How LLMs Actually Work
Strip away the mystique and a language model is a next-word predictor wrapped around a clever way of moving information. Here's the mental model - enough to reason about why it behaves the way it does.
Foundations · ~10 min read
It predicts the next token. That's the whole job.
Everything an LLM does comes from one trained skill: given some text, predict what comes next. Ask a question and the most likely continuation of “Q: … A:” is the answer. Write half a function and the likely continuation is the rest. Reasoning, translation, and code all emerge from scaling up that single objective. Keep this in mind - most surprising behavior makes sense once you remember the model is always answering “what plausibly comes next?”
Tokens: the units it reads
The model doesn't see words or letters. Text is first chopped into tokens - common chunks that are often word-pieces. “Interpretability” might be several tokens; “the” is one. The model predicts one token at a time, appends it, and repeats. This is why token counts - not word counts - drive cost, speed, and context limits, and why models sometimes miscount letters: they never saw the letters.
Embeddings: turning tokens into meaning
Each token becomes an embedding - a long vector of numbers positioned so that related meanings sit close together. This is the model's first move: convert symbols into a geometric space where “king” and “queen” are neighbors and direction carries meaning. The same idea powers semantic search and the retrieval in RAG systems.

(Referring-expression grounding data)
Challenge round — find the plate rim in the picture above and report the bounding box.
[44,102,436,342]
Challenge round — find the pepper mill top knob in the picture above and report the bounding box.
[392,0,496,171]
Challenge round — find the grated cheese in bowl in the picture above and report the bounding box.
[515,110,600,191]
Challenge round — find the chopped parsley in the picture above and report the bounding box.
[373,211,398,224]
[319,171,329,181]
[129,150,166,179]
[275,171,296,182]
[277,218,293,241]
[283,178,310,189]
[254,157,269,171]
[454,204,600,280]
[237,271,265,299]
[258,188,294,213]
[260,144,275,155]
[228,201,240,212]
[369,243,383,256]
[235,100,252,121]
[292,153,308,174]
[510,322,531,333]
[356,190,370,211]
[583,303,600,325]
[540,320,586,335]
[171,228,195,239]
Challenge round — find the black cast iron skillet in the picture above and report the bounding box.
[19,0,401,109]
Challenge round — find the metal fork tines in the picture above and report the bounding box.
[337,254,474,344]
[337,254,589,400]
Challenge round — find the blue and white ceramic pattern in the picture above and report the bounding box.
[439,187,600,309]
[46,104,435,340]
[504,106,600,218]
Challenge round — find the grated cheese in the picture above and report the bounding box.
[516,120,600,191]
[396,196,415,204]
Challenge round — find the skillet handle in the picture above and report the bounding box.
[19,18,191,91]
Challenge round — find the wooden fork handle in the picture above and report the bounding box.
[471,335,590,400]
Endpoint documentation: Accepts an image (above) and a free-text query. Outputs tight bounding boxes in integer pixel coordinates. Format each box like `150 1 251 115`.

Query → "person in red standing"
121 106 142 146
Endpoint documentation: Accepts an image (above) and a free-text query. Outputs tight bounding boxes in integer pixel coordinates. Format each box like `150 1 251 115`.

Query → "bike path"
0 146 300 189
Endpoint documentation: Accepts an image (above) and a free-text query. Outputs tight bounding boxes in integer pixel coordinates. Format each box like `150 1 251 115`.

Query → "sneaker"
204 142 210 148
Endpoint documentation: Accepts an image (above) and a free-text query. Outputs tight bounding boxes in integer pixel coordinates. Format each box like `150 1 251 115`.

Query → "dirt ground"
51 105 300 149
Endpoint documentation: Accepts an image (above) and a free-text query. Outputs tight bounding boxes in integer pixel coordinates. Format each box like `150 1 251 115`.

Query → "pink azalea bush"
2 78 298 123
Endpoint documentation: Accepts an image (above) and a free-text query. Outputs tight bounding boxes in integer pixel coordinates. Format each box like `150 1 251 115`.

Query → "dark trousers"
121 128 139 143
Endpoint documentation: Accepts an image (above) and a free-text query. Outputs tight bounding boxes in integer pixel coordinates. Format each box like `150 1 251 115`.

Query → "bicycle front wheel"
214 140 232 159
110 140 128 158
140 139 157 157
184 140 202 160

(Exercise requirements): According to the explainer on how LLMs work, why do models sometimes miscount letters? The listing is separate material and unrelated to the explainer on how LLMs work.

(Task result): Text is chopped into tokens before the model sees it, so the model never saw the letters.